▸ **Anforderung A**:
Können Sie aus dem Text über die Fürsorge für ältere Angehörige die Passage von "Wer seine Angehörigen" bis "als Bereicherung empfinden." Wort für Wort niederschreiben?

Wer seine Angehörigen im Alter nicht allein lässt, profitiert unter Umständen auch selbst davon.

(Foto: dpa)

Wer kümmert sich im Alter um mich? Die Frage ist ebenso drängend wie heikel. Eltern und Kinder haben erstaunlich unterschiedliche Vorstellungen - und sprechen sie nicht aus. Doch richtig organisiert, können Angehörige die Fürsorge als Bereicherung empfinden.

▸ **In einem Datensatz enthaltene Zeilen**:
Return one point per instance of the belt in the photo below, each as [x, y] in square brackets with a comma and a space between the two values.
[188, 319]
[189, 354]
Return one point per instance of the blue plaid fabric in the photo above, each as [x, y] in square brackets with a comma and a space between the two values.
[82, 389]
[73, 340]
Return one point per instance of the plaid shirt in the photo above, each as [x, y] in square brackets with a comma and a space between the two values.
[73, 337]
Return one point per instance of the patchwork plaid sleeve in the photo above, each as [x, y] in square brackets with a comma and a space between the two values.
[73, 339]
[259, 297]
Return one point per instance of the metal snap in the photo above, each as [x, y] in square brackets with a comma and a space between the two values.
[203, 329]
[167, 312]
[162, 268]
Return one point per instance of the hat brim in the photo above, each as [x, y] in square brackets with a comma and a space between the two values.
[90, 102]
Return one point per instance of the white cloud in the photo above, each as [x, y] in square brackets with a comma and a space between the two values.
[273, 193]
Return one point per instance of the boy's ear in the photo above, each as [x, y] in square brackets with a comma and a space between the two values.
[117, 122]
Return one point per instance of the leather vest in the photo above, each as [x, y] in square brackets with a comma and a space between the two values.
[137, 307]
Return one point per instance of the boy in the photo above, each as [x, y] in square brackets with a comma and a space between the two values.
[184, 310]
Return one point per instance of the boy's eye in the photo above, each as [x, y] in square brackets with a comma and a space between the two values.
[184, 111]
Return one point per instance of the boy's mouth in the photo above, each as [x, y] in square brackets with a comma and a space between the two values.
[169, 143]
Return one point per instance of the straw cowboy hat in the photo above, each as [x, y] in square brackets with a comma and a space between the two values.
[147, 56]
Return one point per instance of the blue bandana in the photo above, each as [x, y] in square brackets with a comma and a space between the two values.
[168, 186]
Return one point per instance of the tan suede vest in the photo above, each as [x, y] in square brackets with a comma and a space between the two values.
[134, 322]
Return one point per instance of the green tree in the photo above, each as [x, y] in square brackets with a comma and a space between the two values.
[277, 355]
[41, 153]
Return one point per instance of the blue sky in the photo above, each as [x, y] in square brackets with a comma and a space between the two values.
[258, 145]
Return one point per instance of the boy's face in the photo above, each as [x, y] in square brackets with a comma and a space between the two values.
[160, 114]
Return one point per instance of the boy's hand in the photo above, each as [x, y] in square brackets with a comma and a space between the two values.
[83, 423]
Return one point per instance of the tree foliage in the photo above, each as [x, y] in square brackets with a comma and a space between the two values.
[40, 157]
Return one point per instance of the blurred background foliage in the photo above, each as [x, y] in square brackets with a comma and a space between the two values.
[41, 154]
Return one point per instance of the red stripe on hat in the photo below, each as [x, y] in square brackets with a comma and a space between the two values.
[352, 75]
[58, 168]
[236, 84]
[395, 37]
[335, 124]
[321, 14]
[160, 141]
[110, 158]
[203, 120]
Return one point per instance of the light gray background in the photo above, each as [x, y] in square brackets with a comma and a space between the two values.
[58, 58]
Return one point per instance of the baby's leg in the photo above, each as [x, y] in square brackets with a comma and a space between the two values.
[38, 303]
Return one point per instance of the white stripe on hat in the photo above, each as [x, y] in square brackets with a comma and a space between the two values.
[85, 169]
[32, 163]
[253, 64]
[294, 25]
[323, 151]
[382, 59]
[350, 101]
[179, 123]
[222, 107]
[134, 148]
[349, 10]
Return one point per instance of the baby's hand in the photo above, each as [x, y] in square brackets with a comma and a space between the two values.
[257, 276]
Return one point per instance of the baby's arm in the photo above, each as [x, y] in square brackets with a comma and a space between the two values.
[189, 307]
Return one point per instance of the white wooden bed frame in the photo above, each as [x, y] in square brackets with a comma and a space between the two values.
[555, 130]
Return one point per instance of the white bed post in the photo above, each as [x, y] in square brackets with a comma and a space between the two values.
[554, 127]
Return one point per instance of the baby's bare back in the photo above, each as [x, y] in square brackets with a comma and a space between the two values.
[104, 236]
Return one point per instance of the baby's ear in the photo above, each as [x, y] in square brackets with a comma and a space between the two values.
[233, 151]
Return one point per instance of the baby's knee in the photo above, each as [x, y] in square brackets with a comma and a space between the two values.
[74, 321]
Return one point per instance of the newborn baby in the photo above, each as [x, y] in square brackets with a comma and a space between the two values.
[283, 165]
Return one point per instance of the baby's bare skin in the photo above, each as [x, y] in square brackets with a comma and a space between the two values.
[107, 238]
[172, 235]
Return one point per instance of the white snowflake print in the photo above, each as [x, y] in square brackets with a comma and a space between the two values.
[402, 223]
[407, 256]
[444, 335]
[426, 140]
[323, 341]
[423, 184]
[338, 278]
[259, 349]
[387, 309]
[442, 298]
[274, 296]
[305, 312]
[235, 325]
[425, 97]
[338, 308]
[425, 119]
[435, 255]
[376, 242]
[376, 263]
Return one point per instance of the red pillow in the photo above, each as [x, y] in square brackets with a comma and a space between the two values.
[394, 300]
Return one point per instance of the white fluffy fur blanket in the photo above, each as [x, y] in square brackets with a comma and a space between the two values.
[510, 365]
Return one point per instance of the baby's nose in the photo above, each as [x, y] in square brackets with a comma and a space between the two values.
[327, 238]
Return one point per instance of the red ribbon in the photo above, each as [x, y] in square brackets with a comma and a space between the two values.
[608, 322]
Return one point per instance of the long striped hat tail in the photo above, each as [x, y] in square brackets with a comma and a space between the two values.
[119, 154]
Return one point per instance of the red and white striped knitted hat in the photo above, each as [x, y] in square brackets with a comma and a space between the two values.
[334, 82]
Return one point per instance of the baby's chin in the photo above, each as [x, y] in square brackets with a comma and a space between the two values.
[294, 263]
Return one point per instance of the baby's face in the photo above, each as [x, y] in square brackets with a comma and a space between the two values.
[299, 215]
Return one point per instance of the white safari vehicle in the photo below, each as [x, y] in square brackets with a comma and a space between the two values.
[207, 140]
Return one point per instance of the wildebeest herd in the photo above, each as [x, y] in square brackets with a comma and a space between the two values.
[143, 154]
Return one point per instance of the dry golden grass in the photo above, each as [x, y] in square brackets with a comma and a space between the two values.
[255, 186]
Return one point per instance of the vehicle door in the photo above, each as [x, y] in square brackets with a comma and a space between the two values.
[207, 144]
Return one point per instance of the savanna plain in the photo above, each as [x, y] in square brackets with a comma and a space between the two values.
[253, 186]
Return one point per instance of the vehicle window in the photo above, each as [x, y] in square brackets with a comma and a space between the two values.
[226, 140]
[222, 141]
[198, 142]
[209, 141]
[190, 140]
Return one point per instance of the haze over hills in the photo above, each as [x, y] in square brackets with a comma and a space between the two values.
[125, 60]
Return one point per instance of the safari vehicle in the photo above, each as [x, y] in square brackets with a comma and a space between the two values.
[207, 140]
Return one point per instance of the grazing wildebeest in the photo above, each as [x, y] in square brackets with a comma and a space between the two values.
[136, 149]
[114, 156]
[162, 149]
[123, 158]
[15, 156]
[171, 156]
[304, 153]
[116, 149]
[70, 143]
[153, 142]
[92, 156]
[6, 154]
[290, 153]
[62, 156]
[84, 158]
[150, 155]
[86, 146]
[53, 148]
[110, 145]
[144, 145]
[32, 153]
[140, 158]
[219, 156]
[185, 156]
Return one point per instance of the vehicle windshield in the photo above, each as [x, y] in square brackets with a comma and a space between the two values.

▸ **Anforderung B**:
Welche Zeilen oben enthalten die Zeichenfolge "vest"? Geben Sie jede davon vollständig zurück.

▸ **Fertige Antwort A**:
Wer seine Angehörigen im Alter nicht allein lässt, profitiert unter Umständen auch selbst davon.

(Foto: dpa)

Wer kümmert sich im Alter um mich? Die Frage ist ebenso drängend wie heikel. Eltern und Kinder haben erstaunlich unterschiedliche Vorstellungen - und sprechen sie nicht aus. Doch richtig organisiert, können Angehörige die Fürsorge als Bereicherung empfinden.

▸ **Fertige Antwort B**:
Return one point per instance of the leather vest in the photo above, each as [x, y] in square brackets with a comma and a space between the two values.
Return one point per instance of the tan suede vest in the photo above, each as [x, y] in square brackets with a comma and a space between the two values.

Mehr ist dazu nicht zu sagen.